• **Trecho da página**:
Pela primeira vez na região, Angela Davis participa de agendas públicas e encontros políticos que inspiraram milhares de pessoas

 

 


Por Christiane Gomes

Filósofa, escritora, pesquisadora; Angela Davis é uma daquelas figuras icônicas que dispensa grandes apresentações e transcende fronteiras. Em décadas de ativismo, consegue articular diversas pautas que, em comum, têm a luta antirracista, anticapitalista, feminista, do abolicionismo penal e da defesa radical da democracia e da liberdade. Após anos de muita expectativa, Angela pisou em terras paulistanas e cariocas (ela já esteve no Brasil em algumas cidades baianas e também em Goiânia) e foi recebida com enorme entusiasmo, inspirando (e encantando) milhares de pessoas que acompanharam as atividades presencialmente e pelas transmissões na internet.

Convidada pela Boitempo Editorial, em parceria com a Fundação Rosa Luxemburgo, Angela esteve em SP e RJ para a realização de conferências públicas, que marcaram o lançamento de sua autobiografia, e também para agendas políticas com movimentos de mulheres negras, organizações negras e periféricas, movimentos populares e parlamentares negras.

Angela se mostrou extremamente interessada em contribuir nas ações de resistência no Brasil. Em diversos momentos, declarou solidariedade às pautas do feminismo negro e do abolicionismo penal no país, valorizando as lutas de ativistas e intelectuais brasileiras. Por outro lado, reforçou a importância de que vozes do feminismo negro brasileiro, como de Lélia Gonzalez, sejam mais conhecidas nos Estados Unidos. A liberdade do ex-presidente Lula, o questionamento da prisão de Preta Ferreira (dirigente do Movimento Sem-Teto do Centro que estava presa injustamente desde junho passado) e a cobrança de justiça por Marielle Franco – bem a valorização de seu trabalho – foram temas constantes nas falas de Angela nos mais distintos espaços por onde passou.

Maratona

A “Semana Davis” teve início em 19 de outubro, na conferência de encerramento do seminário Democracia em Colapso, organizado pela Boitempo Editorial e Sesc São Paulo. Em um teatro sem nenhuma cadeira vazia, ela falou de sua trajetória pessoal, refletiu sobre as principais correntes do pensamento feminista atual e narrou a contribuição da luta das mulheres negras na construção de sociedades mais justas e na consolidação da democracia. Ela criticou a ideia dominante nos Estados Unidos de que o país merece representar todos os países das Américas. “De fato, se houvesse um país para representar todos os povos dessa região, deveria ser o Brasil e não os EUA”, afirmou.

• **Tarefas do exercício**:
• a. Responda às perguntas abaixo com base no texto sobre a visita de Angela Davis.
(i) Qual editora convidou Angela Davis, e em parceria com qual fundação?
(ii) Em que data teve início a "Semana Davis"?
(iii) Qual voz do feminismo negro brasileiro Angela Davis disse que deveria ser mais conhecida nos Estados Unidos?
• b. Escreva a continuação do texto sobre a visita de Angela Davis, começando logo após a última frase apresentada.

• **Dados coletados**:

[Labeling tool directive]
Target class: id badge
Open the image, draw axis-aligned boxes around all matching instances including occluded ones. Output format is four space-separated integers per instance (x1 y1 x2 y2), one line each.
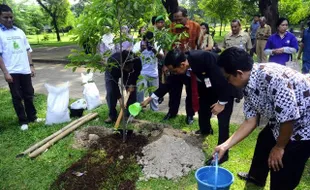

• **Respostas do exercício**:
• a.
(i) A Boitempo Editorial, em parceria com a Fundação Rosa Luxemburgo.
(ii) Em 19 de outubro.
(iii) Lélia Gonzalez.

• b.
Sob o olhar de Torge Löding, diretor da FRL no Brasil, Angela Davis recebe o boné LGBTQI do MST, no encontro da ENFF

O dia seguinte (20) foi dedicado a um encontro com organizações de mulheres negras, do movimento negro, Movimento Sem Terra, e militantes de outros movimentos sociais na Escola Nacional Florestan Fernandes (ENFF). Neste espaço, Angela destacou que, mais que falar, gostaria de ouvir sobre as ações e formas de organização destes movimentos. Depois de mais de duas horas de troca, ela plantou uma árvore no Bosque da Solidariedade, um processo de “reflorestamento” da ENFF que convida visitantes a plantar espécies nativas.

 

No fim do dia, Angela solicitou um encontro com Preta Ferreira, que esteve impedida de participar do evento na ENFF, na cidade de Guararema (SP), por questões judiciais. Após detenção de quase quatro meses em um processo considerado por advogados defensores de direitos humanos como arbitrária, Preta foi solta através de um habeas corpus, mas ainda sofre restrições de mobilidade.

 

Na noite de segunda, 21, o frio não impediu que a área externa do auditório Ibirapuera recebesse mais de 15 mil pessoas para a última conferência de Angela Davis em São Paulo. A presença massiva de pessoas negras, vindas até de outros estados do Brasil, comprovou a capacidade de Angela Davis de mobilizar corações e mentes. A mediação da noite – que contou com a participação da jornalista e escritora Bianca Santana, da pesquisadora e responsável pelo prefácio de “Uma Autobiografia”, Raquel Barreto e da tradutora Raquel de Souza – ficou a cargo desta coordenadora de projetos da Fundação Rosa Luxemburgo.  “Nossas lutas estão profundamente conectadas. Os governos nacionais e locais no Brasil têm uma conexão profunda e direta com as forças militares e de segurança dentro do regime de Israel e eles importam essas tecnologias, a fim de utilizar nossos corpos como campo para testes, de forma a reprimir os movimentos sociais brasileiros e assassinar pessoas negras e pobres. Continuaremos a internalizar nossa resistência popular e a conectar nossa luta para encerrar a militarização e opressão racista, das favelas do Rio de Janeiro até a Palestina. Juntos nos comprometeremos a dar continuidade à luta que Marielle visualizou para o mundo, uma luta para que liberdade, justiça e igualdade beneficiem todas”.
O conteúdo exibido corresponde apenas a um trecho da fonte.